Assignment:
Show, in full, each line of the data that contains "table".

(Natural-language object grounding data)
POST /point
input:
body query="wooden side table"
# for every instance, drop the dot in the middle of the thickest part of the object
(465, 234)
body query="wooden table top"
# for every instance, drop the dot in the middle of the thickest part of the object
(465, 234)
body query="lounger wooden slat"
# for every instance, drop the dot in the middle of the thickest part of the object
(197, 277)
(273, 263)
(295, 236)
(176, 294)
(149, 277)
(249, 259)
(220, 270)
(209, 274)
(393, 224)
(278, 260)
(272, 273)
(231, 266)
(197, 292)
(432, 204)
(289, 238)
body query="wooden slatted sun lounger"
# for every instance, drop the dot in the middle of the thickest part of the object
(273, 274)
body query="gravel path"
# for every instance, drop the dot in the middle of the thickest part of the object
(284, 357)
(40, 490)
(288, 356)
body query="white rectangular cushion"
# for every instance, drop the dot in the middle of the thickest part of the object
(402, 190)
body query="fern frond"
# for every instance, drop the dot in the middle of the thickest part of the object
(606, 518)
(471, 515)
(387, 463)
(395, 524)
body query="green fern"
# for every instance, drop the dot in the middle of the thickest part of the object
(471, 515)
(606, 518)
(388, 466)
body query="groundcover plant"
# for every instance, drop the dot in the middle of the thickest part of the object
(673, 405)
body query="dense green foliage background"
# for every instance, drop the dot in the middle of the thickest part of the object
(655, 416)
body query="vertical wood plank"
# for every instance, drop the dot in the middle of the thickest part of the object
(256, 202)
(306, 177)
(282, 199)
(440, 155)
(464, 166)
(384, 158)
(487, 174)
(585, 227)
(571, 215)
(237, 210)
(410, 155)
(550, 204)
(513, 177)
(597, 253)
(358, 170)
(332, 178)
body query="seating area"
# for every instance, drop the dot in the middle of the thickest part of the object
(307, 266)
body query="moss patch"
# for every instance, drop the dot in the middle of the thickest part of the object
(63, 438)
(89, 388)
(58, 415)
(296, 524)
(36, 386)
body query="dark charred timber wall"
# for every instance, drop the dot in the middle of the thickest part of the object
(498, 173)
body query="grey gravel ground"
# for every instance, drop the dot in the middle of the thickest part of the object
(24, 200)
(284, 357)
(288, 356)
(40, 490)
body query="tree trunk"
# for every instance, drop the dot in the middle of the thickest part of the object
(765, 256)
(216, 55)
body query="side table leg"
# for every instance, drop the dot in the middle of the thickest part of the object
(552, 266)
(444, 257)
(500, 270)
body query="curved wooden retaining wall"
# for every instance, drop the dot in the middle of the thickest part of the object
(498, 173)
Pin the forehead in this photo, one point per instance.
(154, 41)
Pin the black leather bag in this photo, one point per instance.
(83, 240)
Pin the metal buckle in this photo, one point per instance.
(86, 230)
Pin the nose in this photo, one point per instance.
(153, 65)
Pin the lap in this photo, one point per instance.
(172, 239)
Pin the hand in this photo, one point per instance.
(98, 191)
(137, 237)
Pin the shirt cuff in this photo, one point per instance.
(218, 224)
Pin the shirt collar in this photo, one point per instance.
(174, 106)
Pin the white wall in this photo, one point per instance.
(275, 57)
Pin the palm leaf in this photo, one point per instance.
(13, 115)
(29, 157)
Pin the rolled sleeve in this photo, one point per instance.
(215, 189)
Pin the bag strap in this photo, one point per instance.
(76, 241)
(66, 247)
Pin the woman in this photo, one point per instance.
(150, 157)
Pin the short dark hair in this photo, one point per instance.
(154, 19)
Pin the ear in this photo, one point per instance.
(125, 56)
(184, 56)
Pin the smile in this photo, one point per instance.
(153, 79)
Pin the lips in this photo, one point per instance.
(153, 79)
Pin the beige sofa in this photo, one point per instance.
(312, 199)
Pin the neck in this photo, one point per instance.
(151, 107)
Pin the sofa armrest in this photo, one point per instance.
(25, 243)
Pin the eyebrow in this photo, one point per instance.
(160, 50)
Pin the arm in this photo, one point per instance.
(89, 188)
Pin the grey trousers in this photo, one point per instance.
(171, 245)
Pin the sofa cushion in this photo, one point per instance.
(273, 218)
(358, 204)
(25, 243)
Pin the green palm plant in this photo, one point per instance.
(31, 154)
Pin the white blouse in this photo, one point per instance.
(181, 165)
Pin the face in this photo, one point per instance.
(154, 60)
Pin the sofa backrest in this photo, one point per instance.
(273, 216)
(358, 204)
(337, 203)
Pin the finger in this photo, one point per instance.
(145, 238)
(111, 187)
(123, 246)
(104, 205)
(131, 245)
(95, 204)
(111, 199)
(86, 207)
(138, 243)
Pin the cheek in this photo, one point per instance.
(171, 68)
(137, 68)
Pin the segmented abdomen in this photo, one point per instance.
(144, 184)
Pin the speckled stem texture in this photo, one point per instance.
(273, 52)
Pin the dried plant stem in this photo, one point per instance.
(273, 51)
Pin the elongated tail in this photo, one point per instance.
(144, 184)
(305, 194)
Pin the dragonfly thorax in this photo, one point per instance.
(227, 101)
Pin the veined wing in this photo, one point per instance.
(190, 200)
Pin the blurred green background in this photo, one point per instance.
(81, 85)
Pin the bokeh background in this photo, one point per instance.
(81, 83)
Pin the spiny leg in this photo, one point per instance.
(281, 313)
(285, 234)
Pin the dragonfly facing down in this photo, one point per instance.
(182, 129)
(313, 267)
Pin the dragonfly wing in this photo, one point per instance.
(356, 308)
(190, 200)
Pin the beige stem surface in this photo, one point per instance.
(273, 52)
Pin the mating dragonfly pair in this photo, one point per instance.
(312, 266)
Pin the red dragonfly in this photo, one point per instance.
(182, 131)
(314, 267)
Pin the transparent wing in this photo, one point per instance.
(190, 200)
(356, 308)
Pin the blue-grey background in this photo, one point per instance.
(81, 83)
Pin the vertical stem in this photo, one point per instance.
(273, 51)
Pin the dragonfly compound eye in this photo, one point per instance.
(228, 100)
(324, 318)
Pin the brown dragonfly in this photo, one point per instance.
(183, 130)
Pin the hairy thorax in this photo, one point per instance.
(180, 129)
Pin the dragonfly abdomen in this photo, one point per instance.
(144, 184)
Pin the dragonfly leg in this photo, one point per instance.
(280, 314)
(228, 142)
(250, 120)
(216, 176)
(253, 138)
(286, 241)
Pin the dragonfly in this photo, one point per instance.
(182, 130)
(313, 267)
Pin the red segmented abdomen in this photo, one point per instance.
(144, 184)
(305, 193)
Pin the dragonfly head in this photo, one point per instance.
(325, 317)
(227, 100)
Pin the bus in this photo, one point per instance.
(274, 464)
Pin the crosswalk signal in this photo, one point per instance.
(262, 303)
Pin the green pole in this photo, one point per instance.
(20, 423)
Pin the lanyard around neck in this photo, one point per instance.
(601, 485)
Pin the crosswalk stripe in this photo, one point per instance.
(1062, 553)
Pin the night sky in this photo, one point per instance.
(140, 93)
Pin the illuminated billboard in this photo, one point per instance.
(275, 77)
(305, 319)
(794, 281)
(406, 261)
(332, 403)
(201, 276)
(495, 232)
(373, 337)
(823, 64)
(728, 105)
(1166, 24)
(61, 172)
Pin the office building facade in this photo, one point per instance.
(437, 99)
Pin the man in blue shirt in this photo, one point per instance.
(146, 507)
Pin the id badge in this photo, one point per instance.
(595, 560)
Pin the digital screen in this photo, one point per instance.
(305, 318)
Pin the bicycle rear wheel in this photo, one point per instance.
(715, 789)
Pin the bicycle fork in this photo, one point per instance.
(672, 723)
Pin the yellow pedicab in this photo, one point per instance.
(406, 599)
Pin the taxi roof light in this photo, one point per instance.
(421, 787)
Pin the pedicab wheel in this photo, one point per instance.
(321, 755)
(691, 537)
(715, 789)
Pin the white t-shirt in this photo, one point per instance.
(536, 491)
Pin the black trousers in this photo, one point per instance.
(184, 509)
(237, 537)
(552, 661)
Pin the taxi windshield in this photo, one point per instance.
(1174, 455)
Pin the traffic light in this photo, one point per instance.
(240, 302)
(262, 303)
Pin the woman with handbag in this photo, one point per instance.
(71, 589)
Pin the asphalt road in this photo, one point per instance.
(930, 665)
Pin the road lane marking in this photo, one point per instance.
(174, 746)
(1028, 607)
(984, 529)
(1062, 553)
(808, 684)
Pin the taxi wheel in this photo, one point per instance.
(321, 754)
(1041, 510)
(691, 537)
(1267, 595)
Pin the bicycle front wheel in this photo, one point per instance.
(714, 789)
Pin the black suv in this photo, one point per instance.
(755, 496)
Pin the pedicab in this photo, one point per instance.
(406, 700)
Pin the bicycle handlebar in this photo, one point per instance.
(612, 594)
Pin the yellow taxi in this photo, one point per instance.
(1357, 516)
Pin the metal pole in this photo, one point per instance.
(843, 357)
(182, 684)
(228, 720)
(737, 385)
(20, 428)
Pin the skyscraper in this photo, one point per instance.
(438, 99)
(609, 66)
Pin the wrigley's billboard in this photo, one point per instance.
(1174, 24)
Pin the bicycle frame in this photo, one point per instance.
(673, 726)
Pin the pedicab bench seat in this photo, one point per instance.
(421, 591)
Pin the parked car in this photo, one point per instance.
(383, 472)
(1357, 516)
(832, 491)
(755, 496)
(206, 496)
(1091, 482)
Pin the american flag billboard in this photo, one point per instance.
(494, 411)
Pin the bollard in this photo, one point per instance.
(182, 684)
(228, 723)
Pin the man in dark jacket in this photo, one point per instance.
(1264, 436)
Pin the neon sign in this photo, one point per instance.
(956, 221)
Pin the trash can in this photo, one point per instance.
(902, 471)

Your response:
body query="wooden side table"
body query="wooden table top"
body query="side table leg"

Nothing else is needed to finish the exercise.